→ **Brief**: Starting at the line that contains "of the still" and stopping after the last line, set down the listing exactly as it is. Add nothing.

→ **The input**:
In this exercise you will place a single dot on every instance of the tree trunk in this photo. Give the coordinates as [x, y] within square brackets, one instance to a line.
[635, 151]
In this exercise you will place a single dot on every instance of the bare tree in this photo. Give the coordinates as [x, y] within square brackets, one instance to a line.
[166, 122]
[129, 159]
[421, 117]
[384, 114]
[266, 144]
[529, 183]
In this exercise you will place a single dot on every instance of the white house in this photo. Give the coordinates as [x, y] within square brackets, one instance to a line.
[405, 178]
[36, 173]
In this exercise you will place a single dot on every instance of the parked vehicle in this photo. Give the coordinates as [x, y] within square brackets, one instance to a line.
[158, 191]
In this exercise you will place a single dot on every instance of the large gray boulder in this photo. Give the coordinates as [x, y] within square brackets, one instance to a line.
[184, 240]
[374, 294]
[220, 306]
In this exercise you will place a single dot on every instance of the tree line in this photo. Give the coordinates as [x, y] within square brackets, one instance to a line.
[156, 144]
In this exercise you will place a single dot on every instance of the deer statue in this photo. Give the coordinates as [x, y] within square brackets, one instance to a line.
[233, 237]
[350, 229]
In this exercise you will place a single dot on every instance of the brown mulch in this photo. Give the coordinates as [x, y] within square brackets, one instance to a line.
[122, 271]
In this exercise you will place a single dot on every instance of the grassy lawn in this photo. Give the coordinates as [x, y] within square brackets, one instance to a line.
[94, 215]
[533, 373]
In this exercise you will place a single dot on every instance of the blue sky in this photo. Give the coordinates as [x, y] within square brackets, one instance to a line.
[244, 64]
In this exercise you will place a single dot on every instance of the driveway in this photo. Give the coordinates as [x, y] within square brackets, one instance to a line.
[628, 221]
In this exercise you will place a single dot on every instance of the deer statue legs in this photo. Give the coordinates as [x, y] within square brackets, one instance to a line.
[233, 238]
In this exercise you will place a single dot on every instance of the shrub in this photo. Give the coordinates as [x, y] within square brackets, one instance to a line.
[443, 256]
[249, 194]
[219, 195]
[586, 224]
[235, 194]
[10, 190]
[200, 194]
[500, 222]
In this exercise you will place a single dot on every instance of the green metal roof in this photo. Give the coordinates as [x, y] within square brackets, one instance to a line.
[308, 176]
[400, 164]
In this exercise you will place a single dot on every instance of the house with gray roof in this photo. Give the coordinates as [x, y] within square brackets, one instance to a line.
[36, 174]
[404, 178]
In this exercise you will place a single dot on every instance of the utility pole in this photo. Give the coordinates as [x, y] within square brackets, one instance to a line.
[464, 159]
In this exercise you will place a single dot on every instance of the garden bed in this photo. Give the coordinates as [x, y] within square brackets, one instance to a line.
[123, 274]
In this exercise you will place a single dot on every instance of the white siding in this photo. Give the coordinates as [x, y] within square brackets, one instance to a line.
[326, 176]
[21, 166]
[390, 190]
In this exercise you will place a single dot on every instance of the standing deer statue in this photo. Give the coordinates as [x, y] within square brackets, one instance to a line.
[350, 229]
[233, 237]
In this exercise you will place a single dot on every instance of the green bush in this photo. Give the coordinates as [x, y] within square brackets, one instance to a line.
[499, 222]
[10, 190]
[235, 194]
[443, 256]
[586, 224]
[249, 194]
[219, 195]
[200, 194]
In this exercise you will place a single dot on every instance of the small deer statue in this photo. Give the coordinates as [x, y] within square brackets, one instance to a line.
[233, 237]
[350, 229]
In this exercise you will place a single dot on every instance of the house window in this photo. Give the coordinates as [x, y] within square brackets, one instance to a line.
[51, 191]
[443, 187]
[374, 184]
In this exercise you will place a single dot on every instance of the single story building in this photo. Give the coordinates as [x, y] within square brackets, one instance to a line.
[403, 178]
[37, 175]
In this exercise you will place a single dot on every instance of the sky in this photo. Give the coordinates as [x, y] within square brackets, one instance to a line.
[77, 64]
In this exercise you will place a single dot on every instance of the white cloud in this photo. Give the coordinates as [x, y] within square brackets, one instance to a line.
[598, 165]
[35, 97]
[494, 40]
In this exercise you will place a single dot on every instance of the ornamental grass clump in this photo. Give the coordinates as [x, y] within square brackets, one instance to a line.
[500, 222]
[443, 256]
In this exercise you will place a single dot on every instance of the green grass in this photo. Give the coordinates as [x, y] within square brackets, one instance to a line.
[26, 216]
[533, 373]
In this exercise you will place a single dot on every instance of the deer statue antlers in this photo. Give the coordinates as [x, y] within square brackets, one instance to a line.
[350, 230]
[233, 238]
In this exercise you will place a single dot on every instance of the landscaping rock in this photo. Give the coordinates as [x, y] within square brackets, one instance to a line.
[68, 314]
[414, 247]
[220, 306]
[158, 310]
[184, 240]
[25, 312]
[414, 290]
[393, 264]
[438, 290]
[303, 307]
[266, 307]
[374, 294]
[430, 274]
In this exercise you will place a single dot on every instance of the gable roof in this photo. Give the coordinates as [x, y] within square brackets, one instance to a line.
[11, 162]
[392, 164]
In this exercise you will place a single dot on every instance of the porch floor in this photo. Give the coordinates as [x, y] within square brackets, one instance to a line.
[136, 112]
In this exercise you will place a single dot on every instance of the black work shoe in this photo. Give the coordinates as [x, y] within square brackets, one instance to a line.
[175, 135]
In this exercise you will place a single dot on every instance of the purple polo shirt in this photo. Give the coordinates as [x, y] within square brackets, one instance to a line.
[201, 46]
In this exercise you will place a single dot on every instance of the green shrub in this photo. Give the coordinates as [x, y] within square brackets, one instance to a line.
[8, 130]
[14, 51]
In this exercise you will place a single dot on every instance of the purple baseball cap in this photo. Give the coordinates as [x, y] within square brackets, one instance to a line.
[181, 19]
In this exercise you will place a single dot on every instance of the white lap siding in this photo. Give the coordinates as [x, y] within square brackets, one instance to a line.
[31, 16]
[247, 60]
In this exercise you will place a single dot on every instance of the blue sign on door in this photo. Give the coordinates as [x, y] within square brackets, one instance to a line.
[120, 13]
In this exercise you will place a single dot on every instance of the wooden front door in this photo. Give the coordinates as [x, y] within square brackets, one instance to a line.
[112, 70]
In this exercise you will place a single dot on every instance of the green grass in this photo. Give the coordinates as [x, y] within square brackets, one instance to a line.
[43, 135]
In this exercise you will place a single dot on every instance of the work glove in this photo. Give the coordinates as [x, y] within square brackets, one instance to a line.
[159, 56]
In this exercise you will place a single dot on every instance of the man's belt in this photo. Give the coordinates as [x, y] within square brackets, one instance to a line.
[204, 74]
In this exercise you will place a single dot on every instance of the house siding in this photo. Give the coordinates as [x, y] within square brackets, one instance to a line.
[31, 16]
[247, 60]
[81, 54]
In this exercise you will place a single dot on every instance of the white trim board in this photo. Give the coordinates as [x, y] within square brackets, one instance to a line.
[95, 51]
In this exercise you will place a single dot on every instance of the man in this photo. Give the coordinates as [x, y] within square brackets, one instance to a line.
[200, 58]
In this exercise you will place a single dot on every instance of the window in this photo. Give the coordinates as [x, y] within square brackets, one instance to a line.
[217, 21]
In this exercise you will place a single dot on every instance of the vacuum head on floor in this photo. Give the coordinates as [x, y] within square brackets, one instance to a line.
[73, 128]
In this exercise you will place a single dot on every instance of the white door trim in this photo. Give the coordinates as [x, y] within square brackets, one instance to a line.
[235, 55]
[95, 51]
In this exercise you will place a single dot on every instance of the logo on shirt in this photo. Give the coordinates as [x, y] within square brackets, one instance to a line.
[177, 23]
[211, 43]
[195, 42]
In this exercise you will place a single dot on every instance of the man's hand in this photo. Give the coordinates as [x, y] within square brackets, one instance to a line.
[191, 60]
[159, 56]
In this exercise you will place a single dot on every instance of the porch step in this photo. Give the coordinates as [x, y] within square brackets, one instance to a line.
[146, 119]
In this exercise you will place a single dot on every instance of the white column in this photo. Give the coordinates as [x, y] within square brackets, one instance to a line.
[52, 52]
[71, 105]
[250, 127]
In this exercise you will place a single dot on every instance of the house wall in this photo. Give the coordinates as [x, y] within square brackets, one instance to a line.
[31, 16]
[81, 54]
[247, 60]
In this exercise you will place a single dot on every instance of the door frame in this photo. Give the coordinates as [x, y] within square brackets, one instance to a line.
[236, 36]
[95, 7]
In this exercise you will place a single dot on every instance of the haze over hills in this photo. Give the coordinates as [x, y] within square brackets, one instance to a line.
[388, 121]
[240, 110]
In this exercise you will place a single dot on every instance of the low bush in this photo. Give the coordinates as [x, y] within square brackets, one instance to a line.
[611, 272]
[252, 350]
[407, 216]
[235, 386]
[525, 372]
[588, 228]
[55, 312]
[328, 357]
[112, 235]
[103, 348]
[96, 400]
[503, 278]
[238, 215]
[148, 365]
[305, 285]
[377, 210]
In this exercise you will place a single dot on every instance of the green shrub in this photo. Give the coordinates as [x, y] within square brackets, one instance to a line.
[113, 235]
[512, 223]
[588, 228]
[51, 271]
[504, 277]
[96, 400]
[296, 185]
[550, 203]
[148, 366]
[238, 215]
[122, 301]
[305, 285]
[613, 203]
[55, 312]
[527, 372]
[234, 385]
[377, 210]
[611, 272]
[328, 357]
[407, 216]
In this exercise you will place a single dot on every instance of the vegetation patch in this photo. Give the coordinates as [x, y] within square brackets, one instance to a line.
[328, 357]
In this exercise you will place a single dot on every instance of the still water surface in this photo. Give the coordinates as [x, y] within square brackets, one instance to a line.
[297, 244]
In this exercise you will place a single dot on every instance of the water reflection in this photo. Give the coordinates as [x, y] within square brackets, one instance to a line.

→ **Task result**:
In this exercise you will place a single dot on every instance of the still water surface in this photo. Give the coordinates as [x, y] within square brackets, one instance to a line.
[297, 244]
In this exercise you will place a single dot on every instance of the water reflection in this photo. Give the coordinates as [x, y] within square brackets, one instance to a line.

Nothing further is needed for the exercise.